=== What you will do ===
1/ In the Everything Everything EP review, whose drums help tie the sounds of 'Breadwinner' together?
2/ Please print a passage from the Everything Everything EP review word for word, beginning at the words "Listeners should be" and stopping after the words "very optimistic indeed.".
3/ Carry on the Everything Everything EP review, picking up after its final sentence.

=== Supplied text ===
____________

Listeners should be forewarned that this is a companion piece to A Fever Dream through and through, from cover art to production to themes. Long gone are the days of Get to Heaven, which seem aggressively cheery by comparison. The close ties between them are understandable, with the two original studio tracks on the EP being leftovers from the album sessions. If this is the strength of Everything Everything’s scraps, then the outlook for the band’s next full-length album is very optimistic indeed.
Though Everything Everything are skilled melodists, the hook that keeps listeners returning to their albums is invariably the lyrics. Jonathan Higgs’ biting satires and commentaries, delivered in his unique falsetto, push Everything Everything from simply earworm fodder to progressive artists. The band challenge themselves on this EP by addressing a subject practically unexplored in modern pop – male mental health and the “current crisis”, as Higgs termed it, with male suicide rates. This is a bold but deeply-necessary move, which gives the opening track ‘The Mariana’ a tangible potency (“someone always has to be the man”, he sings). Its atmospheric trip through the eponymous deeper sea explores this theme, and extends A Fever Dream’s narratives of chaos and desensitisation.
‘Breadwinner’ is the stand-out track here, a sardonic statement on toxic masculinity and the breakdown of society, replete with Higgs’ rap-like vocal delivery. The imagery arrives thick and fast, with deft evocations of “hard liquor” and “mace”. In a first for Western music, the 1879 Zulu War and the 9/11 attacks are referenced in the same song; a jarring contrast, but it cannot be denied that it holds the attention. Michael Spearman’s pulsing drums help tie the song’s disparate sounds together into something undeniably catchy. The track would not sound too out of place on 2013’s Arc – a distant relative of ‘Cough Cough’, though unmistakably tinged with darker shades.

____________

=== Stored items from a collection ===

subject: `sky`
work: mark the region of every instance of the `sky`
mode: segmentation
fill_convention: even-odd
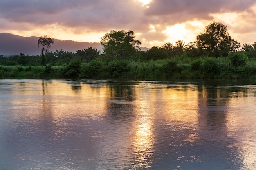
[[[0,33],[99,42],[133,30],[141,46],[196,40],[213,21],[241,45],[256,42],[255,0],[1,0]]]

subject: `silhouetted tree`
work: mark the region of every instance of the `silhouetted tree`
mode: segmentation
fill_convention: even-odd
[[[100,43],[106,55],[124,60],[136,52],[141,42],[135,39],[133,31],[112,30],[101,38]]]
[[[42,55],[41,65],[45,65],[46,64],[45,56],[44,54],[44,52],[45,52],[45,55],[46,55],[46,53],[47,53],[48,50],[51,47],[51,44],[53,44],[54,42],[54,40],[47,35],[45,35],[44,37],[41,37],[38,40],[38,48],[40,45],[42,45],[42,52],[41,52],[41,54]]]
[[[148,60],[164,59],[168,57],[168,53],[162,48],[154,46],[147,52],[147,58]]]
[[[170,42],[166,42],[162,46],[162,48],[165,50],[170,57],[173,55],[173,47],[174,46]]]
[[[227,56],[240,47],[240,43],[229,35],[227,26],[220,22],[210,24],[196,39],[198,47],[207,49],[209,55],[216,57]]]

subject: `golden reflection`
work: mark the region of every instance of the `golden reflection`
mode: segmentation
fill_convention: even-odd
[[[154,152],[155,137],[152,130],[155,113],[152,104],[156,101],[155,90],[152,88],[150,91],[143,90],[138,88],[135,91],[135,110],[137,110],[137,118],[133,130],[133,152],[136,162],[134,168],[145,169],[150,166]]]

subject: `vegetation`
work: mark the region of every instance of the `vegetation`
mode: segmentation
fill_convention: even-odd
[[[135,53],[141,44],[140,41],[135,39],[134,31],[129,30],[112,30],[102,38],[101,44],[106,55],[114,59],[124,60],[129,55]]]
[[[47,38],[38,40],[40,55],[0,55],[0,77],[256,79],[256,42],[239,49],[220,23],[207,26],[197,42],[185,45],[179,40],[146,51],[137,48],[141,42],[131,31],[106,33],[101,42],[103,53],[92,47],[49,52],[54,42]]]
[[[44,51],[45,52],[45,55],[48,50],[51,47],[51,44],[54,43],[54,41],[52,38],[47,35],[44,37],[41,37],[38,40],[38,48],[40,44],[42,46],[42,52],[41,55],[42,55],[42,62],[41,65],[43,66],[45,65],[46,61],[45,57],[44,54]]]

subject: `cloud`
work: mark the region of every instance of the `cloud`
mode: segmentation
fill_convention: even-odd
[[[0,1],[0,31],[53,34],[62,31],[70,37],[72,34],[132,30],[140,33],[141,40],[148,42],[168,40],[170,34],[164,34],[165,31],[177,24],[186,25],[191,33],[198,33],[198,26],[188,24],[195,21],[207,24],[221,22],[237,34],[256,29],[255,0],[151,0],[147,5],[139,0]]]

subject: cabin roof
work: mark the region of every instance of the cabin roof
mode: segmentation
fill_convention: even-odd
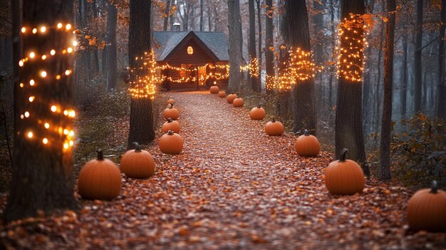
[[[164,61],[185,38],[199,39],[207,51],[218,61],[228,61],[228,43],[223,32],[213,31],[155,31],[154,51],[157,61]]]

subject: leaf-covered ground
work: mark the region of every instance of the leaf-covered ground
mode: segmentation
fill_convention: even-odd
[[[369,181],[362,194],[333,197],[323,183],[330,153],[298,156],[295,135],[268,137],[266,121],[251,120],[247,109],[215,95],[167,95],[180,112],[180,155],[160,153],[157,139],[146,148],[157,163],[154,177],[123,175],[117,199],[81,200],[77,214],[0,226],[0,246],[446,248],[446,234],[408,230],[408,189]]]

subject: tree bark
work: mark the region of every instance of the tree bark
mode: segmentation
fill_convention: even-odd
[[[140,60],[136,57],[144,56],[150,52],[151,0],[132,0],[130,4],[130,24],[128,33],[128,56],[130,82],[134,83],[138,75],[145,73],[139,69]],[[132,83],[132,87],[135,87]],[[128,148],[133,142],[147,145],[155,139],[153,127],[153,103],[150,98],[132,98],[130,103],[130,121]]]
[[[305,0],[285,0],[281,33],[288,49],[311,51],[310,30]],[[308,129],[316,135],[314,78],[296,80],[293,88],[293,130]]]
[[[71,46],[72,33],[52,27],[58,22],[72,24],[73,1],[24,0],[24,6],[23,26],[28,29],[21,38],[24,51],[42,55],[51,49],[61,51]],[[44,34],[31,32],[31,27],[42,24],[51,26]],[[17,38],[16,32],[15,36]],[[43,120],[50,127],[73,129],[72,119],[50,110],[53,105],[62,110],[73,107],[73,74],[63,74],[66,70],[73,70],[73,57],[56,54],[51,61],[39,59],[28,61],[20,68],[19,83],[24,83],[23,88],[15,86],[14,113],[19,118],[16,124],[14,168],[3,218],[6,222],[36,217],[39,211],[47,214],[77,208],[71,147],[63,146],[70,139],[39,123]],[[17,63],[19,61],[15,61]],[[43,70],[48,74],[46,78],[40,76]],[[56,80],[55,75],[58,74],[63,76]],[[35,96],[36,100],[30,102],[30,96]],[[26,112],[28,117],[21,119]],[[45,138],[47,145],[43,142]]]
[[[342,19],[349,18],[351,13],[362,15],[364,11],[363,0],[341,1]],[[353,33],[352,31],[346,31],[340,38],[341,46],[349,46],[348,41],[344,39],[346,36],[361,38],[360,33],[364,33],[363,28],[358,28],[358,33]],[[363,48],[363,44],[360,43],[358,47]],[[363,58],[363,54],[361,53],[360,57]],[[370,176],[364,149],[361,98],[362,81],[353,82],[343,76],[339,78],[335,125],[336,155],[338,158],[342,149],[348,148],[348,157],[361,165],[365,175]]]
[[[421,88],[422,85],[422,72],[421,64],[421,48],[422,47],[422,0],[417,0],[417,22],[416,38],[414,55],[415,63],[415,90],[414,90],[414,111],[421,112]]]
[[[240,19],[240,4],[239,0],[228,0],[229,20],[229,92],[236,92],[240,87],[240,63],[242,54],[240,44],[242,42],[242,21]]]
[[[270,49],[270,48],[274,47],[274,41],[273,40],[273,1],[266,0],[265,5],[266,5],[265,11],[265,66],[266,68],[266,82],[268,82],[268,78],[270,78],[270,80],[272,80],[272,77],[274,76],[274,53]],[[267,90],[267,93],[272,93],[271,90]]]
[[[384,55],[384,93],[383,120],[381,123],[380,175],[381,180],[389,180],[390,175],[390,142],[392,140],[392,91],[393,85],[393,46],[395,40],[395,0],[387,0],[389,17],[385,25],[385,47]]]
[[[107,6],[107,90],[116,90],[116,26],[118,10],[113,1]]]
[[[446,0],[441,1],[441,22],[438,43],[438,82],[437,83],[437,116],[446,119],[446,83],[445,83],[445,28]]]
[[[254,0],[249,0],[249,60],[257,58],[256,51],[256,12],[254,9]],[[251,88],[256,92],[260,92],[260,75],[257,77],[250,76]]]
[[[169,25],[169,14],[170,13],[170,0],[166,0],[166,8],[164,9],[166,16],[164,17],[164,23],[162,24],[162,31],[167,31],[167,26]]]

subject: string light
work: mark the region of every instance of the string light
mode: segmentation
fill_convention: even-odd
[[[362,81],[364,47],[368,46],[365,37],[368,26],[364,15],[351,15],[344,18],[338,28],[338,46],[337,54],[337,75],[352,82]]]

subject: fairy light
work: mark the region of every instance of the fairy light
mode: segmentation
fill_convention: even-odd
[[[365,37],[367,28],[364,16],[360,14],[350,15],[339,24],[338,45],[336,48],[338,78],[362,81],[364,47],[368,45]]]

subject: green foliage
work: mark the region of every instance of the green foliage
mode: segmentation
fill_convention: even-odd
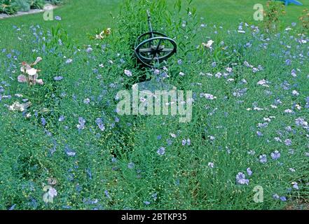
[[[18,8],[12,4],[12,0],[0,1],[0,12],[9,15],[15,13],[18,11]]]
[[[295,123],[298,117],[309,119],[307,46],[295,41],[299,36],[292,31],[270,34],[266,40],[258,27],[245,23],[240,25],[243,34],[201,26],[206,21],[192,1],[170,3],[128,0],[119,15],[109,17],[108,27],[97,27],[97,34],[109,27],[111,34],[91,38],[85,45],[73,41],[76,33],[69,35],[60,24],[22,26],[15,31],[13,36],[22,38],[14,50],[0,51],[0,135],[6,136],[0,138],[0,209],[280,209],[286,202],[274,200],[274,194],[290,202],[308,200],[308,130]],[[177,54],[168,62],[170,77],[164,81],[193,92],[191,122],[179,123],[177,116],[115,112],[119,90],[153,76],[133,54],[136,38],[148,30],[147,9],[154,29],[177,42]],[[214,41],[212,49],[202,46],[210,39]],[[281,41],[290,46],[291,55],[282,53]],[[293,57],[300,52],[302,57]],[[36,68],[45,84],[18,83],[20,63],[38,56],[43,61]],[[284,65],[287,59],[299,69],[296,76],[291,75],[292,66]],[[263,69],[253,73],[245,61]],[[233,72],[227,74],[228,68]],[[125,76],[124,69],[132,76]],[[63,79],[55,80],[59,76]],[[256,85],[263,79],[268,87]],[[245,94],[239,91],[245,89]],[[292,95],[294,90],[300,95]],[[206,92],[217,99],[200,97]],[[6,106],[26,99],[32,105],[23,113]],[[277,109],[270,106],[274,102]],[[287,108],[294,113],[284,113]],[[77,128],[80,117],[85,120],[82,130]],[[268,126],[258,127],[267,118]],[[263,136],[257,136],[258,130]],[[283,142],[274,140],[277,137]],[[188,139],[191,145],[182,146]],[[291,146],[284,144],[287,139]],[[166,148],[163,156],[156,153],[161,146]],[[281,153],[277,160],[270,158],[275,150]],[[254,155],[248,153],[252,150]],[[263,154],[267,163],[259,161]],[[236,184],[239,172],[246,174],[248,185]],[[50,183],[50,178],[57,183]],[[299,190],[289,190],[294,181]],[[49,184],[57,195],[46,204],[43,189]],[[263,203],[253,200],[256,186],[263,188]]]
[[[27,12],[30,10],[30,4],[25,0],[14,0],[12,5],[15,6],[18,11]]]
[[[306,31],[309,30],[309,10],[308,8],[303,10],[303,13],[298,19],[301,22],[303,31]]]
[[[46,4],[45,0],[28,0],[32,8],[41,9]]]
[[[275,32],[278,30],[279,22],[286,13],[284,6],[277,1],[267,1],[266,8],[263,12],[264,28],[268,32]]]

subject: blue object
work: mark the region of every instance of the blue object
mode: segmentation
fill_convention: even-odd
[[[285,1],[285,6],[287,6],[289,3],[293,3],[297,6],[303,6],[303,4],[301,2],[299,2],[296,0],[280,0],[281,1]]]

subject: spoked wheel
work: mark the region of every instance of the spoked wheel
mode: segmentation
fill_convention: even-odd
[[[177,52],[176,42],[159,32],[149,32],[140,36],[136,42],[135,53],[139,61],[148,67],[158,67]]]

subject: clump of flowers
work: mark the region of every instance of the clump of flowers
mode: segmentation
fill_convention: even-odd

____________

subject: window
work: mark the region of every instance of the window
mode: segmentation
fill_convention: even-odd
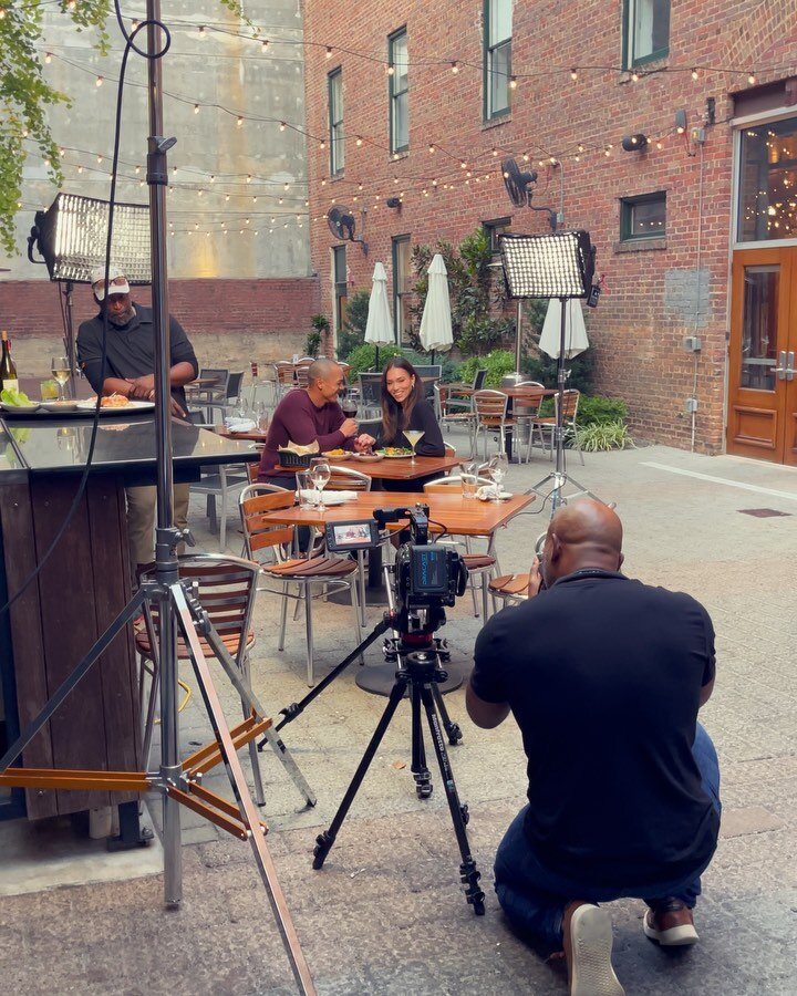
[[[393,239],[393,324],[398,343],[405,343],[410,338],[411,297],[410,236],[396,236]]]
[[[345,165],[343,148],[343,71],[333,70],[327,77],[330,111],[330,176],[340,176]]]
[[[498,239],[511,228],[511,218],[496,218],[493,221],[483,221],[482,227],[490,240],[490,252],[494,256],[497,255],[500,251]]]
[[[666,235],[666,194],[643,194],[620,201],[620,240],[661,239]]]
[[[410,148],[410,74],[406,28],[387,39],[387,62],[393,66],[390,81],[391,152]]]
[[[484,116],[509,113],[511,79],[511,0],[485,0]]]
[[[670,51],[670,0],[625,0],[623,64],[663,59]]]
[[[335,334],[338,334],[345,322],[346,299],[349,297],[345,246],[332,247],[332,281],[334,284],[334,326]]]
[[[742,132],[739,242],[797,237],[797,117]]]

____________

=== Replies ===
1/ Michael Spearman's pulsing drums.

2/
Listeners should be forewarned that this is a companion piece to A Fever Dream through and through, from cover art to production to themes. Long gone are the days of Get to Heaven, which seem aggressively cheery by comparison. The close ties between them are understandable, with the two original studio tracks on the EP being leftovers from the album sessions. If this is the strength of Everything Everything’s scraps, then the outlook for the band’s next full-length album is very optimistic indeed.

3/
Filling out the remaining two tracks is a Tom Vek remix of ‘Ivory Tower’ from A Fever Dream, and a cover of Neil Young’s ‘Don’t Let It Bring You Down’ performed live at the BBC. These are respectable offerings, with ‘Ivory Tower’ transforming into a punchy, robotic dance number but not compromising its message of political activism and division. However, only the die-hard Everything Everything fans will be craving much more after the stellar two openers.
A Deeper Sea is another triumph for the band, who prove once again that lyrical potency need not restrict the pure musical aspect of modern music. Their unique rhythms, melodic lines, and surreal soundscapes are desperately needed today as indie pop threatens to become ever more formulaic elsewhere. Everything Everything also prove with this EP that, as is often the case, quality trumps quantity.